▶ Information provided:

Start of Block

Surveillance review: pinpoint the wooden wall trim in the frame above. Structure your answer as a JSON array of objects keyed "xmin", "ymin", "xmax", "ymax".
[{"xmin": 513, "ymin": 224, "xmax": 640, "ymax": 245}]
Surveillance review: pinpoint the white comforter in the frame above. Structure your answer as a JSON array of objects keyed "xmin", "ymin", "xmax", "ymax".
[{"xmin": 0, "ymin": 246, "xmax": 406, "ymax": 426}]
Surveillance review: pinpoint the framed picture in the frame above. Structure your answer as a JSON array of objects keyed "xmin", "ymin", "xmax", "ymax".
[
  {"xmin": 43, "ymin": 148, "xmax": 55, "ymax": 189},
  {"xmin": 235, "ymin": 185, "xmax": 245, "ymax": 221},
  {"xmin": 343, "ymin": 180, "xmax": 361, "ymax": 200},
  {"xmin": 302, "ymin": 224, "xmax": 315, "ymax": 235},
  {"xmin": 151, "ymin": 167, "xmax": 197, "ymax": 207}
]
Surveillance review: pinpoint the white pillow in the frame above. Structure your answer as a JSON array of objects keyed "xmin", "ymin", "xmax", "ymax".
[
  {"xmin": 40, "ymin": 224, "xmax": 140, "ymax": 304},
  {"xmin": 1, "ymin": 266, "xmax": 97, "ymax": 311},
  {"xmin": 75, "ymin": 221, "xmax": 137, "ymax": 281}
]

End of Block

▶ Your instructions: Print every record exactly as written.

▶ Result for this task:
Surveillance review: pinpoint the wooden wall trim in the frame above. Structure your answer as a JSON array of objects keyed "xmin", "ymin", "xmax", "ymax".
[{"xmin": 513, "ymin": 224, "xmax": 640, "ymax": 245}]
Surveillance review: pinpoint the white comforter in the frame above. Structure your answer as a JSON array of objects keyed "xmin", "ymin", "xmax", "ymax".
[{"xmin": 0, "ymin": 246, "xmax": 406, "ymax": 426}]
Surveillance review: pinpoint the framed picture in the frame above. Structure your answer as a JSON array of objects keyed "xmin", "ymin", "xmax", "ymax".
[
  {"xmin": 43, "ymin": 148, "xmax": 55, "ymax": 189},
  {"xmin": 235, "ymin": 185, "xmax": 245, "ymax": 221},
  {"xmin": 343, "ymin": 180, "xmax": 361, "ymax": 200},
  {"xmin": 302, "ymin": 224, "xmax": 315, "ymax": 235},
  {"xmin": 151, "ymin": 167, "xmax": 197, "ymax": 207}
]
Surveillance review: pinpoint the white pillow in the frame above. Structure your answer as a JSON array of objects keyed "xmin", "ymin", "xmax", "ymax".
[
  {"xmin": 40, "ymin": 224, "xmax": 140, "ymax": 304},
  {"xmin": 1, "ymin": 266, "xmax": 97, "ymax": 311},
  {"xmin": 75, "ymin": 221, "xmax": 137, "ymax": 281}
]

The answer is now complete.